• _WHAT TO PRODUCE_
Locate every line in the data below that contains the string "building" and copy each such line. Treat the match as case-sensitive.

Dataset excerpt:
┄┄┄┄┄┄┄┄┄┄
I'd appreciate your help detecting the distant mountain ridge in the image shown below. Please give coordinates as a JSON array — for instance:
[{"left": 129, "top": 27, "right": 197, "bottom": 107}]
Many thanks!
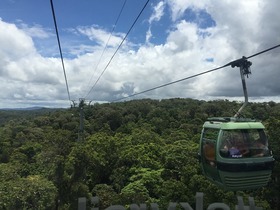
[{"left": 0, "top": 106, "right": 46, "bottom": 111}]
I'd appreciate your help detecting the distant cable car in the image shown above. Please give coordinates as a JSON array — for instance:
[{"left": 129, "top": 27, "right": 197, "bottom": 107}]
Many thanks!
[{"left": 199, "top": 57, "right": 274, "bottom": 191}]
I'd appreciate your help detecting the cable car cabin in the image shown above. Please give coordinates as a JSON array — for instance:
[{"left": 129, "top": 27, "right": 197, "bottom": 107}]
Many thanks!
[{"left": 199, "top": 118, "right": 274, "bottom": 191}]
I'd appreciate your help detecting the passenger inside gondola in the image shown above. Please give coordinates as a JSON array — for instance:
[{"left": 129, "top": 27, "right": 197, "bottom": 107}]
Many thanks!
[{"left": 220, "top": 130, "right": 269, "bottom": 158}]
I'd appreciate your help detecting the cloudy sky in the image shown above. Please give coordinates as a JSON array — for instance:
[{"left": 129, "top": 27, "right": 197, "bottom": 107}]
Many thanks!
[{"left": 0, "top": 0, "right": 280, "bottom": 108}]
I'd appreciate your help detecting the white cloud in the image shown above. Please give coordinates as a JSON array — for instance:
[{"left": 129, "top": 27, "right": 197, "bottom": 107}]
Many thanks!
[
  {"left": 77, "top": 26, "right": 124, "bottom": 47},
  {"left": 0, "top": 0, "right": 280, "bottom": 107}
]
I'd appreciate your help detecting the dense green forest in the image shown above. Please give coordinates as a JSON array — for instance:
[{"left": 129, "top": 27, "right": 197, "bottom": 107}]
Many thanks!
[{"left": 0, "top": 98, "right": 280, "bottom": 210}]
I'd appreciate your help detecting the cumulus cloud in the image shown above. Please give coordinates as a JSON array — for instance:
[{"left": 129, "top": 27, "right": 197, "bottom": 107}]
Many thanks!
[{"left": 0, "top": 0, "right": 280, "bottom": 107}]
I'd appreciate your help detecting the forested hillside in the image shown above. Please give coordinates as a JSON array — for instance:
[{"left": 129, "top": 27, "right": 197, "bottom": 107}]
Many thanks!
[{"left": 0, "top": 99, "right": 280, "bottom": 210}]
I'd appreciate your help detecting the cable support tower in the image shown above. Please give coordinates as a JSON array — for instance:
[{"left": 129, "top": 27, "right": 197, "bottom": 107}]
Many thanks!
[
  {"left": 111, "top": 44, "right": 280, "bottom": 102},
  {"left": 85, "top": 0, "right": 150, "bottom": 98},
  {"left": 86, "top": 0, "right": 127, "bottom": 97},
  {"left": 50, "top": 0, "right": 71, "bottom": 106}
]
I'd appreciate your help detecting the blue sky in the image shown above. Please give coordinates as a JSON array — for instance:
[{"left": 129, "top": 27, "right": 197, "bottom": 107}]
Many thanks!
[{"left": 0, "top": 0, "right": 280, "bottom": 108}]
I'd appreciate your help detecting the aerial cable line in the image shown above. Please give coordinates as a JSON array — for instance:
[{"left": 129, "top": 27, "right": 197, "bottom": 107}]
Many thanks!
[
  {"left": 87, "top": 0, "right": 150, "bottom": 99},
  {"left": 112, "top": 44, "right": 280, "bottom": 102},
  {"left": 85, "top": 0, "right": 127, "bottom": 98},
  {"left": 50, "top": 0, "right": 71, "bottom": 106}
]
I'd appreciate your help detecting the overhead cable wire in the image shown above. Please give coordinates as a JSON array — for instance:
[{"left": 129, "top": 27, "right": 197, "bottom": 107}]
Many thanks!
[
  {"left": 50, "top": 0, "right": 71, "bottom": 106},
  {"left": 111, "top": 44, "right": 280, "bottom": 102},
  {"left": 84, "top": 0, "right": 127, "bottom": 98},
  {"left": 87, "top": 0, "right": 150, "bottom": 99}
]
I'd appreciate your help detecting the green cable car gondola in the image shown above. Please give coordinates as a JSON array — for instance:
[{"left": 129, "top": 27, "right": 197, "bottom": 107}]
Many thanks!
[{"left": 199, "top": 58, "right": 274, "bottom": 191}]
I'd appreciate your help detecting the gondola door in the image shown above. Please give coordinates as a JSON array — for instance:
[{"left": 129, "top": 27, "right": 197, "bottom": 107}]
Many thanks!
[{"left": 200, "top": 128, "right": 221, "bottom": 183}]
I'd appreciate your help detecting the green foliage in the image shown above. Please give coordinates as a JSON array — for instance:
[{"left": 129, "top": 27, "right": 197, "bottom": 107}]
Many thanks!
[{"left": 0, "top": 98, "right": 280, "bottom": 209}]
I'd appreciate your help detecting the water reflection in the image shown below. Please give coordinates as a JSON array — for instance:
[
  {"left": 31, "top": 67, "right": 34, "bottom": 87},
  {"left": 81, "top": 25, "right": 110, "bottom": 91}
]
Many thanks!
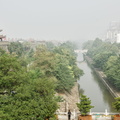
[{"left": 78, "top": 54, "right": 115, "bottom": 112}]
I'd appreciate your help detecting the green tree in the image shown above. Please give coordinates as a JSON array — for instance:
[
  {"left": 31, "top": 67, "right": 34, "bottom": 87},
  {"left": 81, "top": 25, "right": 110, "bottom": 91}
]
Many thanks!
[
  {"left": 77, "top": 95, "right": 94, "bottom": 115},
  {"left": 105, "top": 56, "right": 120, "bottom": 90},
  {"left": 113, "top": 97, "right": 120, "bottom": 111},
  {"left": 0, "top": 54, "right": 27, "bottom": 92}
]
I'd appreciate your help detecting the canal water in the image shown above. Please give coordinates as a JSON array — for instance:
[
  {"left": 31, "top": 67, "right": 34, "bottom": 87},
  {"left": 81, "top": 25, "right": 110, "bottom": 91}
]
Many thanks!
┄┄┄┄┄┄┄┄┄┄
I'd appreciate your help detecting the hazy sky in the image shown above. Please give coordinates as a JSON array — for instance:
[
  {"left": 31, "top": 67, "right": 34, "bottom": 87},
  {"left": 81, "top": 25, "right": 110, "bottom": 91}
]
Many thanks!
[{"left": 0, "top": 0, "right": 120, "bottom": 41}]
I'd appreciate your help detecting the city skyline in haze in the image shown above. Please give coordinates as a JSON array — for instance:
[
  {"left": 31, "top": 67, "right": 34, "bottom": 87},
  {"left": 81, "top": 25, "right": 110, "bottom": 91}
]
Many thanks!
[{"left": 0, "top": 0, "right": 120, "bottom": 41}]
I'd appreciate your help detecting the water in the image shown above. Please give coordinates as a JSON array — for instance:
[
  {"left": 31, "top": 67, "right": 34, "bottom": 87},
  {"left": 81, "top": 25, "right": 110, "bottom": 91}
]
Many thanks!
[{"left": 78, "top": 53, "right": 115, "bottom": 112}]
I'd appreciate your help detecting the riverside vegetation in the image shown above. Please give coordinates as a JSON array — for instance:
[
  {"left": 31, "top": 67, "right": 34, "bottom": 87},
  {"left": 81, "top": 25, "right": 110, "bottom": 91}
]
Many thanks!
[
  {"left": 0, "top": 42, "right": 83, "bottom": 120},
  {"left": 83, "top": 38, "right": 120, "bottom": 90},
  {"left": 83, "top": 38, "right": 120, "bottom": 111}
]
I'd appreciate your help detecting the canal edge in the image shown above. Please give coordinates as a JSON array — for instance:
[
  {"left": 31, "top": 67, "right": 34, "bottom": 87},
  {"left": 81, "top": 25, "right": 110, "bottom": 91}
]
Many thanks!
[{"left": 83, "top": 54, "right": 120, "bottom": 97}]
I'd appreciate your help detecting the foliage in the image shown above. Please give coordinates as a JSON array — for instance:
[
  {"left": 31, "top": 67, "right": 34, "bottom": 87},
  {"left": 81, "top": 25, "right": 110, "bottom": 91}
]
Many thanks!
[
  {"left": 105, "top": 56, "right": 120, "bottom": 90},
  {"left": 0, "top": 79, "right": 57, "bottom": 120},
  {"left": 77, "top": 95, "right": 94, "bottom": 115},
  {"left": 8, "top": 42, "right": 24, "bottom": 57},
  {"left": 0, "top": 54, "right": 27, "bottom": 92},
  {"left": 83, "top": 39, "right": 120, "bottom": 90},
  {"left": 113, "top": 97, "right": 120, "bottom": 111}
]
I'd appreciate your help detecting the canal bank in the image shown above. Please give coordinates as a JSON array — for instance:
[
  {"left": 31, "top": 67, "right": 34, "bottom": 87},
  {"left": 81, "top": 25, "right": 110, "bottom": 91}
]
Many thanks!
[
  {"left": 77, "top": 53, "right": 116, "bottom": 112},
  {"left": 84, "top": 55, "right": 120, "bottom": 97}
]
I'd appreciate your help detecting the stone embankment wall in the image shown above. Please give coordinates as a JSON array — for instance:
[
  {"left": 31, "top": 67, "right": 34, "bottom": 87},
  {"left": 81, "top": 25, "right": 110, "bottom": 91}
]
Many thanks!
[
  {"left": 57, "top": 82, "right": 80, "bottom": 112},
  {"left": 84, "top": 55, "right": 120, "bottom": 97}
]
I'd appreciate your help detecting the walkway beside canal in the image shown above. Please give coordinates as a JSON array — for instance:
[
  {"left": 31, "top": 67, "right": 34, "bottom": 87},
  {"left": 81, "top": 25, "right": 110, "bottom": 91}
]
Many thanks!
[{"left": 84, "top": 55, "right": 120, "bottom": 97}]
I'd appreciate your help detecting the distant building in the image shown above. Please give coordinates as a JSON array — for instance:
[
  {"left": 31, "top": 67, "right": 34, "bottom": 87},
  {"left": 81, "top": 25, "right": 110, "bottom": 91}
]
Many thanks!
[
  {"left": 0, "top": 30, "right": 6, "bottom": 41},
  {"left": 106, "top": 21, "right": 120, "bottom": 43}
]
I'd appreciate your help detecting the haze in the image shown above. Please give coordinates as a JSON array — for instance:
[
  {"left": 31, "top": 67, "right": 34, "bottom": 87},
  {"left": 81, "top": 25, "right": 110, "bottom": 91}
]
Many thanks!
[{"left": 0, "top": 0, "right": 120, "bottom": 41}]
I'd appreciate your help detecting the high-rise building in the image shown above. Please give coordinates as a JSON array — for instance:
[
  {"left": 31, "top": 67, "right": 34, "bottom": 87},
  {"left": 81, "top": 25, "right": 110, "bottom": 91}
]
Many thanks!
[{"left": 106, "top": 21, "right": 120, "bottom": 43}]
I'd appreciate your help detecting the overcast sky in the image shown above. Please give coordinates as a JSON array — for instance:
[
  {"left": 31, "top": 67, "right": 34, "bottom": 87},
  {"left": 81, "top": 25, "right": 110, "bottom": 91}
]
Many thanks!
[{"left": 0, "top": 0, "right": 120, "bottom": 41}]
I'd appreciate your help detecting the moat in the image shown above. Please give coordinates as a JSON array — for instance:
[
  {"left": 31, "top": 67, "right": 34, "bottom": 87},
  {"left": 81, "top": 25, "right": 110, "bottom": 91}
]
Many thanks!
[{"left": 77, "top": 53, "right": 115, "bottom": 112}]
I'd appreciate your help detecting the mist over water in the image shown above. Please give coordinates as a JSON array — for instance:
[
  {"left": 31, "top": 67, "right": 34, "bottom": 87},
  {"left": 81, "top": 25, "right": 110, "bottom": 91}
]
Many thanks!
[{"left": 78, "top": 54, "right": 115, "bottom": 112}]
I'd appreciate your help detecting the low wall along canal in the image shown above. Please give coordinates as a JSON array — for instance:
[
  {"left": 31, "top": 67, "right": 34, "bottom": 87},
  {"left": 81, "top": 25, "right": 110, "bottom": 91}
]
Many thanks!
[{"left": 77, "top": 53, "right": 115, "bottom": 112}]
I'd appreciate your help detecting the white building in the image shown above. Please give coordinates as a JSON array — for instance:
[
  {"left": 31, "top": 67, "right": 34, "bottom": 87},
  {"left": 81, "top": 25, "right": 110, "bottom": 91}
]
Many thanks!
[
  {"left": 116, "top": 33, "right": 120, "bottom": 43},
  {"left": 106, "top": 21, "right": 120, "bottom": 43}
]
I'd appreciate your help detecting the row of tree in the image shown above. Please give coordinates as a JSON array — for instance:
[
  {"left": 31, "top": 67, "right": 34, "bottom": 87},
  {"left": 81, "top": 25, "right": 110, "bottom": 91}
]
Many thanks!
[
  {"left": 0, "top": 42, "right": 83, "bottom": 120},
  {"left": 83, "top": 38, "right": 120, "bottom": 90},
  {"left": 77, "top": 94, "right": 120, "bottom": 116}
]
┄┄┄┄┄┄┄┄┄┄
• _OUTPUT OF THE EXERCISE_
I'd appreciate your help detecting the distant building in the image shown above. Please give coordinates as a JSON array — for instance:
I'd appreciate your help detecting the high-rise building in the image shown above. Please give coordinates as a JSON array — for instance:
I'd appreciate your help detecting the white building in the image shown above. Please give coordinates as a JSON array — for instance:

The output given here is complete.